◆ CONSIGNE A ◆
Présentez en liste numérotée les lignes des entrées allant de celle qui contient "In the photo above, each instance of the steel" à celle qui contient "In the photo above, each instance of the white", toutes deux incluses, sans les lignes vides.

◆ TEXTE DU DOCUMENT ◆
------------------------------------

Le code civil contre les discriminations linguistiques ?

Joe

Dubuffet, Joe Bouquet au lit

Les dicriminations linguistiques sanctionnées par le code civil ?
Suivi de :
 L’éloge empoisonné des langues "régionales" par Robert Redeker

Dans le prolongement de l’ouvrage de Philippe Blanchet, décrivant et dénonçant les multiples discriminations linguistiques auxquelles nous sommes confrontés, particulièrement en France (voir l'article que lui ai consacré ici), il me semble important de diffuser une information qui n’a guère fait parler d’elle. J’étais du moins pour ma part passé complètement à côté. Il s’agit de l’introduction dans le code pénal, par la loi du 18 novembre 2016 dite de « modernisation de la justice du XXIe siècle », d’une mention sanctionnant les discriminations basées sur la ou les langues parlées par les personnes. Mais cette mention est tellement timide et peu claire que je ne vois pas bien comment elle pourrait changer quoi que ce soit à la situation présente ; aussi suis-je bien plus pessimiste que Blanchet qui parle sur son blog de « discrète révolution ».

------------------------------------

◆ JEU DE DONNÉES ◆
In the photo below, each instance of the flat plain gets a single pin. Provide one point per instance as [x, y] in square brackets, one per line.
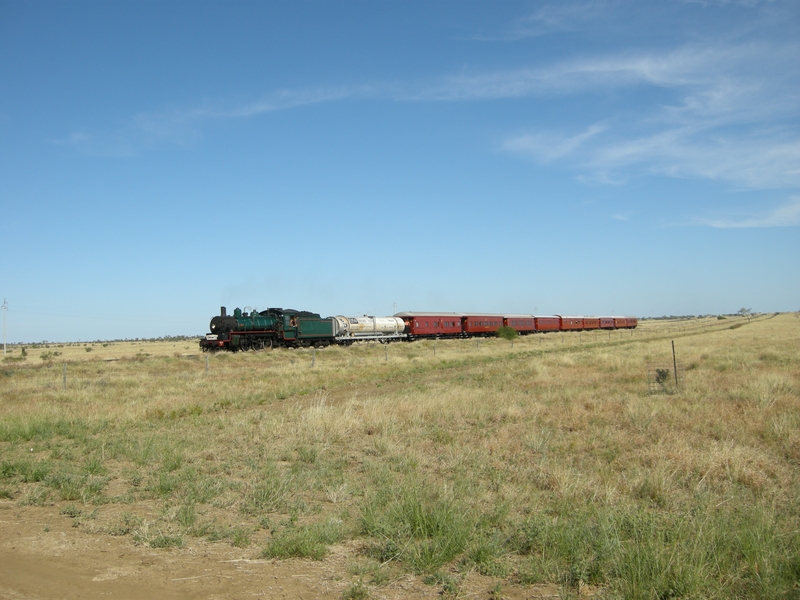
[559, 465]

------------------------------------

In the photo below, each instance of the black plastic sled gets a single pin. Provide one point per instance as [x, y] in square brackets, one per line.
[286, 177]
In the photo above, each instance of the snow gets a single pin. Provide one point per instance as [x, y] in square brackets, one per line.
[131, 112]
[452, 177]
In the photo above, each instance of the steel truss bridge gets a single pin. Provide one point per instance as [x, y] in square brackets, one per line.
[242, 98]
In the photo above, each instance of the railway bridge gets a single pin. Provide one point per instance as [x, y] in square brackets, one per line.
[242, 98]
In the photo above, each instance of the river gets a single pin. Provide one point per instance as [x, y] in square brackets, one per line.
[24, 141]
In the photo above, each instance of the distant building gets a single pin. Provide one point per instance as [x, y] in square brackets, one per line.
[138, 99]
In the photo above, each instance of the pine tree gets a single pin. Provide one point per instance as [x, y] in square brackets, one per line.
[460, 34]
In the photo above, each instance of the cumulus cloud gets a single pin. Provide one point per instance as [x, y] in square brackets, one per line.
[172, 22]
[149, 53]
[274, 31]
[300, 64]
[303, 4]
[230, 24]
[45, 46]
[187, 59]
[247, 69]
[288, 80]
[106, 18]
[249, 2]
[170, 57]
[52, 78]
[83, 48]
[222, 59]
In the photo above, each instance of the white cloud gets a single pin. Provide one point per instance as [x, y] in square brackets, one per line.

------------------------------------

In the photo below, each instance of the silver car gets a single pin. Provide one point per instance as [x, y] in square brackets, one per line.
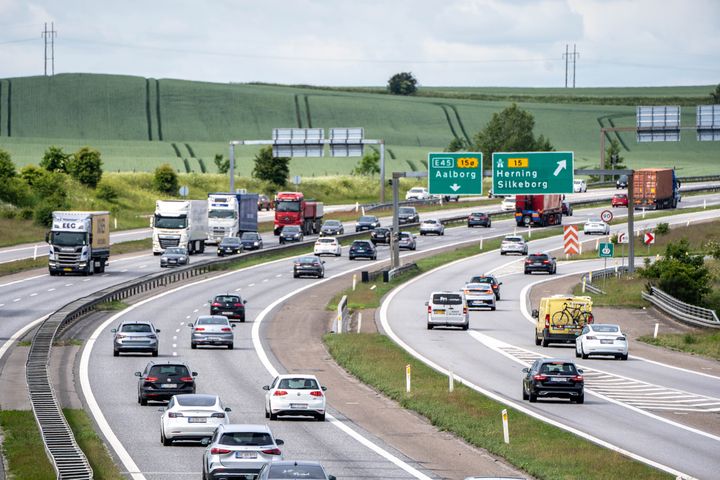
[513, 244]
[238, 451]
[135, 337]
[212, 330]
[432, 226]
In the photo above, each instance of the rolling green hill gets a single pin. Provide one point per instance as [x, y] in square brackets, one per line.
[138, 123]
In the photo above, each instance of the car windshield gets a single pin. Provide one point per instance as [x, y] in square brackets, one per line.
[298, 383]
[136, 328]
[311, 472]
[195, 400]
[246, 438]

------------------------------------

◆ CONSIGNE B ◆
Traduisez en anglais cette phrase du texte sur les discriminations linguistiques : « J’étais du moins pour ma part passé complètement à côté. »

◆ CORRIGÉ DÉTAILLÉ A ◆
1. In the photo above, each instance of the steel truss bridge gets a single pin. Provide one point per instance as [x, y] in square brackets, one per line.
2. [242, 98]
3. In the photo above, each instance of the railway bridge gets a single pin. Provide one point per instance as [x, y] in square brackets, one per line.
4. [242, 98]
5. In the photo above, each instance of the river gets a single pin. Provide one point per instance as [x, y] in square brackets, one per line.
6. [24, 141]
7. In the photo above, each instance of the distant building gets a single pin. Provide one point per instance as [x, y] in square brackets, one per line.
8. [138, 99]
9. In the photo above, each instance of the pine tree gets a single pin. Provide one point per instance as [x, y] in square brackets, one per line.
10. [460, 34]
11. In the photo above, each instance of the cumulus cloud gets a single pin. Provide one point per instance as [x, y] in square brackets, one per line.
12. [172, 22]
13. [149, 53]
14. [274, 31]
15. [300, 64]
16. [303, 4]
17. [230, 24]
18. [45, 46]
19. [187, 59]
20. [247, 69]
21. [288, 80]
22. [106, 18]
23. [249, 2]
24. [170, 57]
25. [52, 78]
26. [83, 48]
27. [222, 59]
28. In the photo above, each instance of the white cloud gets a single pin. Provide one point per instance as [x, y] in square brackets, one per line.

◆ CORRIGÉ DÉTAILLÉ B ◆
I, for my part at least, had completely missed it.